-- Description of the task --
Add 134 to every x and y coordinate in the stretch of material from the line containing "Could you point out every instance of the sky" through the end of the material. Reproduce that entire stretch line by line, leaving all other wording unchanged.

-- Extracted records --

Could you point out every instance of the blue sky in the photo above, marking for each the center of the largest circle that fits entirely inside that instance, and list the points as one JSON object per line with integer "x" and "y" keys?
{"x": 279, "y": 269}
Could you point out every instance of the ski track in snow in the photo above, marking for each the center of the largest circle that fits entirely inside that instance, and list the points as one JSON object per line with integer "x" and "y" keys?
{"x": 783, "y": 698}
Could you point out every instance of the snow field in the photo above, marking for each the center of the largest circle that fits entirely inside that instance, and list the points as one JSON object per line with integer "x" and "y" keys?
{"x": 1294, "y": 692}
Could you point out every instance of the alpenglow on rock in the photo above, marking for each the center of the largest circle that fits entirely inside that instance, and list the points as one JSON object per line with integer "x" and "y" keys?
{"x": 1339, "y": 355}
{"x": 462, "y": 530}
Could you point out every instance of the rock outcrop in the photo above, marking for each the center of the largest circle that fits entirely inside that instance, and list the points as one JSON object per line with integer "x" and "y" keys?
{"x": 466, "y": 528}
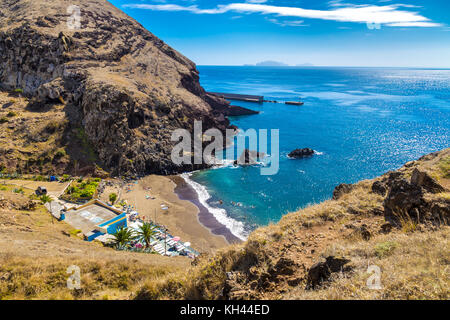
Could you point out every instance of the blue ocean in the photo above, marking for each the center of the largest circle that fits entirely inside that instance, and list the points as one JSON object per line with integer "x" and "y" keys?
{"x": 362, "y": 122}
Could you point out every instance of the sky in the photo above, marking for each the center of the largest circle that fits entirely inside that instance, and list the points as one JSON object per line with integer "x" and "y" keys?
{"x": 373, "y": 33}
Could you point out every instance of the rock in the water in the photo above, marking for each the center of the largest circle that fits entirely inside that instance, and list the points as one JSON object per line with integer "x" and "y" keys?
{"x": 301, "y": 153}
{"x": 249, "y": 157}
{"x": 379, "y": 188}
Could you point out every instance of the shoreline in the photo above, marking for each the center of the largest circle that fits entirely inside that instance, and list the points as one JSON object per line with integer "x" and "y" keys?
{"x": 149, "y": 194}
{"x": 184, "y": 191}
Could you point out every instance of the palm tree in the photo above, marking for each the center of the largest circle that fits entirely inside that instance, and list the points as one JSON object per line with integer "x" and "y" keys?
{"x": 45, "y": 198}
{"x": 146, "y": 232}
{"x": 123, "y": 237}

-- Correct answer --
Could you point out every instance of the sky in the photo above, marking for each the center of the largest circle that fits entirely inside that instance, and list the points as one JSON object per line with integer "x" and "y" keys?
{"x": 507, "y": 167}
Could you point out every instance of the rock in the water in the photo above, marking for each the center of the largest circle that fits entirely inside that instance, and list the points as one JSON object per line with integer "x" and "y" keys?
{"x": 435, "y": 287}
{"x": 383, "y": 291}
{"x": 513, "y": 322}
Could you point out every instance of the shoreline in the photo above, marking for each the center of the largest circle that fits entirely inside that instance, and list the points as one JSON object per line with integer "x" and "y" keys?
{"x": 283, "y": 328}
{"x": 318, "y": 325}
Could you point out every instance of the palm tree in the photo above, marking for each the center of the largest circle that fits entirely inside that instance, and list the points as one JSON object per line with integer "x" and "y" keys?
{"x": 179, "y": 332}
{"x": 280, "y": 366}
{"x": 257, "y": 371}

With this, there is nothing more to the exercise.